Return every line in the rows that contains the word "sleeve".

- [RECORDED INFORMATION]:
>> begin
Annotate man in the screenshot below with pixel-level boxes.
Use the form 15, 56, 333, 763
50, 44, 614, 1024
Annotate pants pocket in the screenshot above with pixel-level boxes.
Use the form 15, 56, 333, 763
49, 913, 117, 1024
>> end
>> begin
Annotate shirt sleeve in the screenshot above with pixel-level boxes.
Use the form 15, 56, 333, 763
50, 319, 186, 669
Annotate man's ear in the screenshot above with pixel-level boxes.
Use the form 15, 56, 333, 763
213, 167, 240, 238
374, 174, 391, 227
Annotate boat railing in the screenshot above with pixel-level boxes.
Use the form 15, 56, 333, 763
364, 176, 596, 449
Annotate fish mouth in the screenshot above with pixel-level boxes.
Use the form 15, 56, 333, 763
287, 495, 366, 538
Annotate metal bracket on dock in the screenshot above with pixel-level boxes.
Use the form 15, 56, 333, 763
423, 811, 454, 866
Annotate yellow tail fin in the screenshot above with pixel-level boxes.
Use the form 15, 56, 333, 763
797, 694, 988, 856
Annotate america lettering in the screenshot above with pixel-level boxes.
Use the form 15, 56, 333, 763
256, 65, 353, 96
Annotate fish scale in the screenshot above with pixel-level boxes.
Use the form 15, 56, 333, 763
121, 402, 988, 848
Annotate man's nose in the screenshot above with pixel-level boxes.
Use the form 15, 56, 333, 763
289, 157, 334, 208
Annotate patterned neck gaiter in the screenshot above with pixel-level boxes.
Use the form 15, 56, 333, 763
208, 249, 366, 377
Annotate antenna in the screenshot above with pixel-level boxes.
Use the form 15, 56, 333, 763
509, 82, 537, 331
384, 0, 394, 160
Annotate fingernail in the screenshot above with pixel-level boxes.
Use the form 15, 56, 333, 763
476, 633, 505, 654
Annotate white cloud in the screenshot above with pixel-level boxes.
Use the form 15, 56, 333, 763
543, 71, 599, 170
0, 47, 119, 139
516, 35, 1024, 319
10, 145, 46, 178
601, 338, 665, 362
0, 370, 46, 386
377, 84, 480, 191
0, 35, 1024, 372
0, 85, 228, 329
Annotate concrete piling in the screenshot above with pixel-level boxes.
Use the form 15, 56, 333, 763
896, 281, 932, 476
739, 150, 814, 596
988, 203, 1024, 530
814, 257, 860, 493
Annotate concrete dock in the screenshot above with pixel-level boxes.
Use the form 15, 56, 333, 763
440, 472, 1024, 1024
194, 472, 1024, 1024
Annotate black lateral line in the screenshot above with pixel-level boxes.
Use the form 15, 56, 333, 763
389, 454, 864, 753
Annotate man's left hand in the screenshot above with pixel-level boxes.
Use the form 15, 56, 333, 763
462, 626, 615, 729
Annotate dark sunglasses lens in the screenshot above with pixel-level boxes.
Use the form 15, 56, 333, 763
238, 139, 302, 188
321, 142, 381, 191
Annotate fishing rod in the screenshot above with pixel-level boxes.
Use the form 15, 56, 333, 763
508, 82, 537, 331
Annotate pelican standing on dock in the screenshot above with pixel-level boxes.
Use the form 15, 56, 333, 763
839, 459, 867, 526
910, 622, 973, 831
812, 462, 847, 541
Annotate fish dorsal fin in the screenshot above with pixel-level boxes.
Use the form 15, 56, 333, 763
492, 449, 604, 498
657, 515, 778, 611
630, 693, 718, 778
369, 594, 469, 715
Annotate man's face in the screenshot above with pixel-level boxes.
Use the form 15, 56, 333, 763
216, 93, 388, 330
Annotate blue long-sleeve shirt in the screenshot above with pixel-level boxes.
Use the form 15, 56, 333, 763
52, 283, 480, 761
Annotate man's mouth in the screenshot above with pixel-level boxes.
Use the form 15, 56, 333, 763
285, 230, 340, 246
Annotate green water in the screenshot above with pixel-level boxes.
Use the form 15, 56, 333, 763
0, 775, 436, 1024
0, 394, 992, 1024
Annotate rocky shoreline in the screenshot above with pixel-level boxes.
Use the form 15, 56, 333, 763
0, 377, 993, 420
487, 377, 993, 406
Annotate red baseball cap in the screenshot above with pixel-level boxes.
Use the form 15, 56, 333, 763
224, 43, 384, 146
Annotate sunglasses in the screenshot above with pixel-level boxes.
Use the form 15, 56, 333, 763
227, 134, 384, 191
>> end
>> begin
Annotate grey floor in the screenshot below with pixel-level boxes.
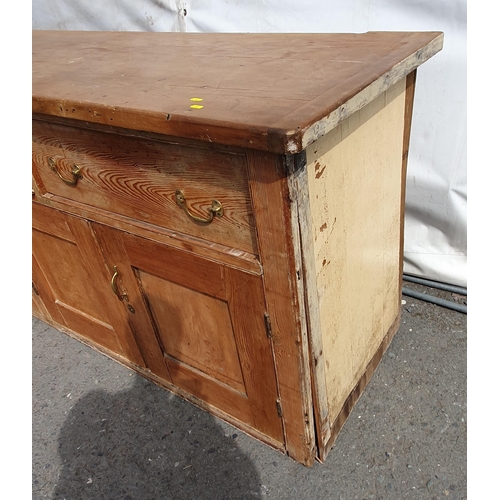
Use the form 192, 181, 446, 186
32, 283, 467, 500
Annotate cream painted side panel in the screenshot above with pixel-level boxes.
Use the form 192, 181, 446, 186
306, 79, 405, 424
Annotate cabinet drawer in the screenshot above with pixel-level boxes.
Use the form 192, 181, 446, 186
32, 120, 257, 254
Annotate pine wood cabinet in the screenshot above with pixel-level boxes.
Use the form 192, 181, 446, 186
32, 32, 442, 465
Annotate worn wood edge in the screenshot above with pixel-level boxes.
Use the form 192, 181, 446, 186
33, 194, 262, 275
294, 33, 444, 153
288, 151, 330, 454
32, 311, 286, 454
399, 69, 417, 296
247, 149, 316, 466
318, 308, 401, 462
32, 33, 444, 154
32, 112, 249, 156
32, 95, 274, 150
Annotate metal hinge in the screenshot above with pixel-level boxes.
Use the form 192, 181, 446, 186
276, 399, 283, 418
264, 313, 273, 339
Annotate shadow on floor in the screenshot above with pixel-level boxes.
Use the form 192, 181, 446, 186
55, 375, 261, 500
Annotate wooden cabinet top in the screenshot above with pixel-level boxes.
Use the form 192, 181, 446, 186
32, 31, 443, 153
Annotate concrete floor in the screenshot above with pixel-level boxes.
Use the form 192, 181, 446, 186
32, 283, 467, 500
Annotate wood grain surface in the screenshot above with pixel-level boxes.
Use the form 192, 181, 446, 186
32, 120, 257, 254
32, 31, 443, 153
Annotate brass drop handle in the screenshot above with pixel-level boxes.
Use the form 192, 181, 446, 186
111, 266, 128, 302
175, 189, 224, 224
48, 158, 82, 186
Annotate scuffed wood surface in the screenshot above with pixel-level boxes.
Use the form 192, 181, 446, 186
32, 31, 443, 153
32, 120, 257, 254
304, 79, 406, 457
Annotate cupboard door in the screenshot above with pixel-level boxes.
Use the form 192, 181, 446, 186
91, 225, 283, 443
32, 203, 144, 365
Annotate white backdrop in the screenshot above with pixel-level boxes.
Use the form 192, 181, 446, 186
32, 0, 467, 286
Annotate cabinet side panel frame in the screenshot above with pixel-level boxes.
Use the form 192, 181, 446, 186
>> end
- [RESULT BELOW]:
Annotate shirt sleeve in the screenshot above with pixel-level boxes.
Annotate blue long-sleeve shirt in the screenshot above with pixel-level boxes.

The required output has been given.